EXERCISE BRIEF ▸ Please lay out the stretch of records from the line containing "In the photo above, each instance of the metal" through the line containing "[1109, 620]", both ends included, as a JSON list of strings with one string per line and no blank lines.

ROWS ▸
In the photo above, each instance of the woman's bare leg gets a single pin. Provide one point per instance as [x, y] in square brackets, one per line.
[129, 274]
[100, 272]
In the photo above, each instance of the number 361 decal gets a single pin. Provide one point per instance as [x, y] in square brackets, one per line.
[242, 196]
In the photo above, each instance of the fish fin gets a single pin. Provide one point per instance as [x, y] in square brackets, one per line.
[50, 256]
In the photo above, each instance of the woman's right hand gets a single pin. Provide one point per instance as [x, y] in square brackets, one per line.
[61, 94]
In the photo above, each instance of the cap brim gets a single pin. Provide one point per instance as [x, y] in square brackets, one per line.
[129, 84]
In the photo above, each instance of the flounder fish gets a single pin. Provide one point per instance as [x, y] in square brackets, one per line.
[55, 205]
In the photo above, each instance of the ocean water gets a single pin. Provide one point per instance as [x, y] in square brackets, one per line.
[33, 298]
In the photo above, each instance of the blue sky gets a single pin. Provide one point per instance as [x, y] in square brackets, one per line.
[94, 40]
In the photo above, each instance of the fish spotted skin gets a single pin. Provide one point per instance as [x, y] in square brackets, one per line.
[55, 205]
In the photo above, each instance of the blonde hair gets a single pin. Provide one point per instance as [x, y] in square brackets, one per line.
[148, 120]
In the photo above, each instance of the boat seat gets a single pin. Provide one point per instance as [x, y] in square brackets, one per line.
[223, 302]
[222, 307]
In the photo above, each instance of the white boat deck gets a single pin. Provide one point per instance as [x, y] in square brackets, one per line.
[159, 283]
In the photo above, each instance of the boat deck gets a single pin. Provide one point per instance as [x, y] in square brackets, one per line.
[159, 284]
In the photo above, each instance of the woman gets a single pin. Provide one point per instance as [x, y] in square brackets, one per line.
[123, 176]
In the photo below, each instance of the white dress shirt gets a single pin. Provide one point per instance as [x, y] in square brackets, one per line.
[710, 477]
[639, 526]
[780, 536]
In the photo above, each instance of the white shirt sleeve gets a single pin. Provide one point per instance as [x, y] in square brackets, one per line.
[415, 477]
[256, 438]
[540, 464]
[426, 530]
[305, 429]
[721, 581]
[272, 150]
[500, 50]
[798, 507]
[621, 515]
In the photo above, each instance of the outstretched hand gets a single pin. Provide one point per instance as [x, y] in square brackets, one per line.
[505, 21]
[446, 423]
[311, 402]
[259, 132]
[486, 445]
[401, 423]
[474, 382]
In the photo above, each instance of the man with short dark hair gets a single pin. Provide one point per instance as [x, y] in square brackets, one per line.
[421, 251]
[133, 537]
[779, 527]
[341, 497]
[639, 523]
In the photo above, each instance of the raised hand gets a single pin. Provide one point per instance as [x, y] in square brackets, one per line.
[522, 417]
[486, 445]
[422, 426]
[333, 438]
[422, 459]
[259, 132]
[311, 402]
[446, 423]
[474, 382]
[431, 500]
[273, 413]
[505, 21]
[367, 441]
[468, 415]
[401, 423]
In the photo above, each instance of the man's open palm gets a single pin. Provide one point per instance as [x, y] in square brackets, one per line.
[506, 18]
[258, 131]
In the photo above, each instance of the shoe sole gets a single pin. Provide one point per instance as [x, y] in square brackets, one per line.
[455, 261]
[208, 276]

* * *

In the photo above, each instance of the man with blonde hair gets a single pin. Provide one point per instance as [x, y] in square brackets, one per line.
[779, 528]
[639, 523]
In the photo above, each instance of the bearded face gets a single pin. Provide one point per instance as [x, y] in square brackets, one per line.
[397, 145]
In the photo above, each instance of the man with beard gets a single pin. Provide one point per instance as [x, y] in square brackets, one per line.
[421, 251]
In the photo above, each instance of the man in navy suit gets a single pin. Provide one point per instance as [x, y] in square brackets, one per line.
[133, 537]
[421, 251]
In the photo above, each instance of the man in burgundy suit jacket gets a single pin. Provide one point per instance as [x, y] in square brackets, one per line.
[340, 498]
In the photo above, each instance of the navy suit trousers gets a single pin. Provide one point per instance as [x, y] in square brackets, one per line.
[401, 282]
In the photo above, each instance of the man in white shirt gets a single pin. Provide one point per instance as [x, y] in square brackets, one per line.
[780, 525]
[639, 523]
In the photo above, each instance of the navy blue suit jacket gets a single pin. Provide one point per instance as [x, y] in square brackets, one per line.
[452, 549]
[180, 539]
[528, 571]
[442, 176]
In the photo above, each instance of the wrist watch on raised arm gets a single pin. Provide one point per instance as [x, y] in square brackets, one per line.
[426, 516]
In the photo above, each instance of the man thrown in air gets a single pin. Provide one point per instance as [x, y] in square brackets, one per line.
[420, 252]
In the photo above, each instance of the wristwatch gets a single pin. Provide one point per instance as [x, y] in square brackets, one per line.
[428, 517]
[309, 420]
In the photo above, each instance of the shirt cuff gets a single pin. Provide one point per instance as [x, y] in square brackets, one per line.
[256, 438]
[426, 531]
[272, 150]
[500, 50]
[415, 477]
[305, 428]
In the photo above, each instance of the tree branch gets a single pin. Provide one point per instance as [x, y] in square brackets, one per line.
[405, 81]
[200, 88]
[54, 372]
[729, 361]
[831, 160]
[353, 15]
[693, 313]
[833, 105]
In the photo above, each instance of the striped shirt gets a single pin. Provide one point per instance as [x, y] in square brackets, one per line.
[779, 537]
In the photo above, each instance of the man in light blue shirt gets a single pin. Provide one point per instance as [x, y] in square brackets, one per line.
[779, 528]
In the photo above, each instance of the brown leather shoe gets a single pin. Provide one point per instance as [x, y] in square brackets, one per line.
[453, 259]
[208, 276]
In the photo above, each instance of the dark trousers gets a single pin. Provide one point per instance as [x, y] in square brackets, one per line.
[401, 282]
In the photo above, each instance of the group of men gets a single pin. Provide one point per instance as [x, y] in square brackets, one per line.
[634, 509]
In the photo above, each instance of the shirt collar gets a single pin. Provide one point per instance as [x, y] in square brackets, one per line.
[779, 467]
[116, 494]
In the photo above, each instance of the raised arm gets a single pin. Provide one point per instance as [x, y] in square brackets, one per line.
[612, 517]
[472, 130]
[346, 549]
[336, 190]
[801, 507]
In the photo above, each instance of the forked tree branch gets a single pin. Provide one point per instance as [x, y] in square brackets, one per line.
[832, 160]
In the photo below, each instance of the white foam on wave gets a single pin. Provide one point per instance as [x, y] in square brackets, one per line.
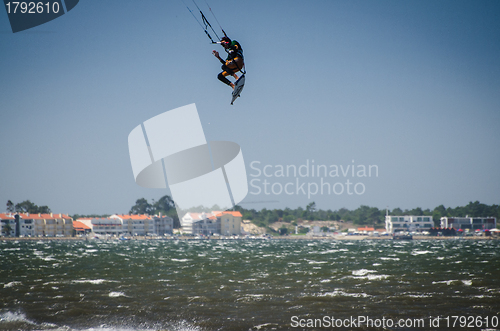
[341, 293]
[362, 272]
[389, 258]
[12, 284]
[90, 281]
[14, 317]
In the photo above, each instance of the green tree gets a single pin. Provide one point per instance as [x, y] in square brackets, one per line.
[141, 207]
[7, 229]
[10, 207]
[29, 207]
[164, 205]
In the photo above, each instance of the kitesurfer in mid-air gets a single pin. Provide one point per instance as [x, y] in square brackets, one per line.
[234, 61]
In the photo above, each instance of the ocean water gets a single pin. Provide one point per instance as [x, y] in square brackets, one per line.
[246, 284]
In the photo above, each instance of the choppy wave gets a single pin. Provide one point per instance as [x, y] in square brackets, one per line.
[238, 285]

--

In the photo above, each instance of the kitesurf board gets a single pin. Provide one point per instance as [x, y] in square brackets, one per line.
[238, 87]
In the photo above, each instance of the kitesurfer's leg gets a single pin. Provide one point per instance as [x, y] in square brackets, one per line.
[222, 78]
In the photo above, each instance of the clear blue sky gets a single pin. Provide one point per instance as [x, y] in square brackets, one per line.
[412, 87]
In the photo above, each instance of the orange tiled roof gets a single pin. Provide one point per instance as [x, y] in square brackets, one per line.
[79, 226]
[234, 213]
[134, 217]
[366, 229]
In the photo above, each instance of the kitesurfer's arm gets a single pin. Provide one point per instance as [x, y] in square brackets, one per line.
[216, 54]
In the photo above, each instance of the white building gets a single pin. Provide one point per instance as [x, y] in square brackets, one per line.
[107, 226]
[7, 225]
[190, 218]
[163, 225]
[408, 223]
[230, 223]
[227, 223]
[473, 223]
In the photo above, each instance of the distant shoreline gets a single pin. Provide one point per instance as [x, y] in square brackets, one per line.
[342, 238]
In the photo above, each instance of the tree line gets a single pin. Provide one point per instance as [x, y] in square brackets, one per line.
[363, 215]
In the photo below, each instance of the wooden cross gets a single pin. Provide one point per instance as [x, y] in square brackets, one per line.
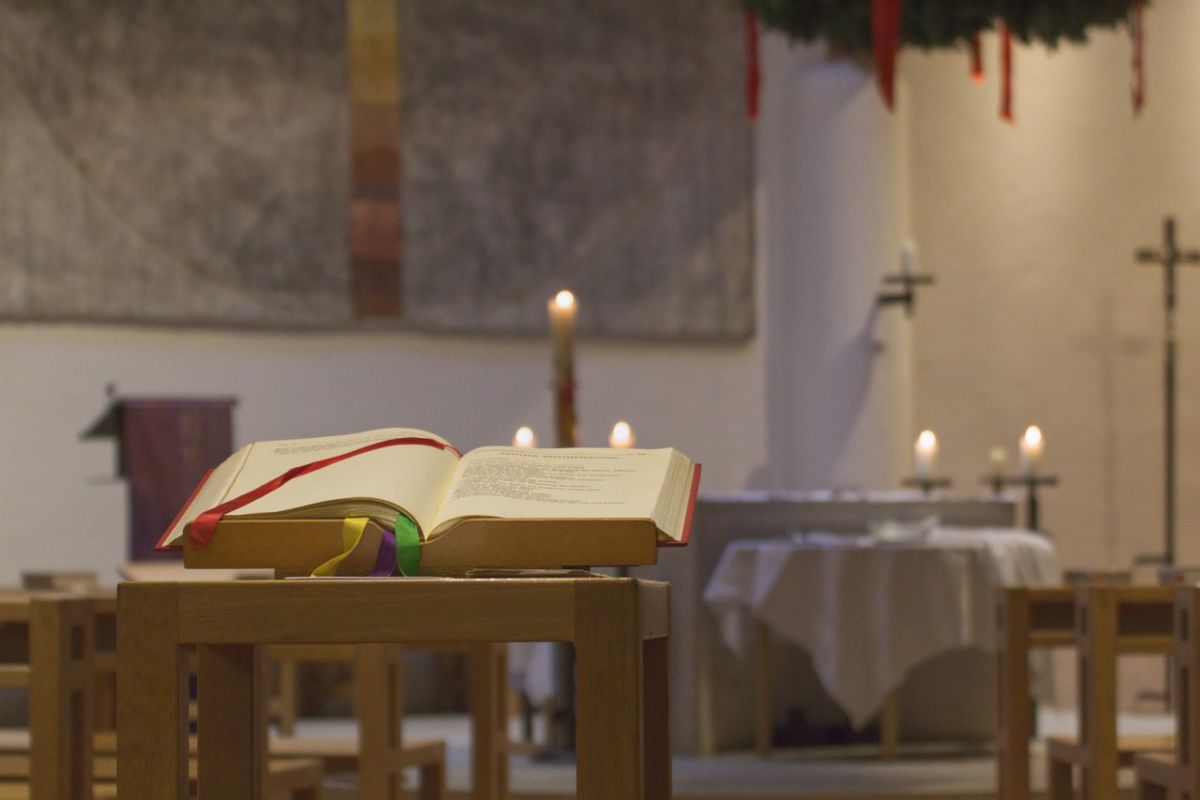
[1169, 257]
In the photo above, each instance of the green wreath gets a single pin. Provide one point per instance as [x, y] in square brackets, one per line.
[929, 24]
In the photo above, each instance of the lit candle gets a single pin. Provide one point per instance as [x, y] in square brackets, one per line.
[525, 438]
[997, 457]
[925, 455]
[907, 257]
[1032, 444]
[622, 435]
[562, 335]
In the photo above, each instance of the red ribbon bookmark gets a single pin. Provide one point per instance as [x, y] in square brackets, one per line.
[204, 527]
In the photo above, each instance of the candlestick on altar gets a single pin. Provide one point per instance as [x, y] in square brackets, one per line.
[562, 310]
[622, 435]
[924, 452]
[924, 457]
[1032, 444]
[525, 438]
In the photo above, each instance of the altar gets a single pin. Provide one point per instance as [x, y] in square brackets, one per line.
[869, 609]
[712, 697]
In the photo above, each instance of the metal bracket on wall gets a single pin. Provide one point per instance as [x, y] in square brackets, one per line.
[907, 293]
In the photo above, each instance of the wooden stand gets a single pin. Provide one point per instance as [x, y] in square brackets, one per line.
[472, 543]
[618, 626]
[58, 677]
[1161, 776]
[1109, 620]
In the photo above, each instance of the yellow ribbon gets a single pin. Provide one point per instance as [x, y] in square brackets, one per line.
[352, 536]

OUTPUT ▸
[
  "In the photo above, each instance of the metal bracket on wall gets a single pin. Provide one point per instance as [x, y] in square brackets, one per line.",
  "[907, 293]",
  "In the photo above, each instance of the wooden stand gets a single pin. Provide one point per instance as [x, y] in square brackets, one per line.",
  "[472, 543]",
  "[618, 626]",
  "[58, 677]",
  "[1161, 776]",
  "[1109, 620]"
]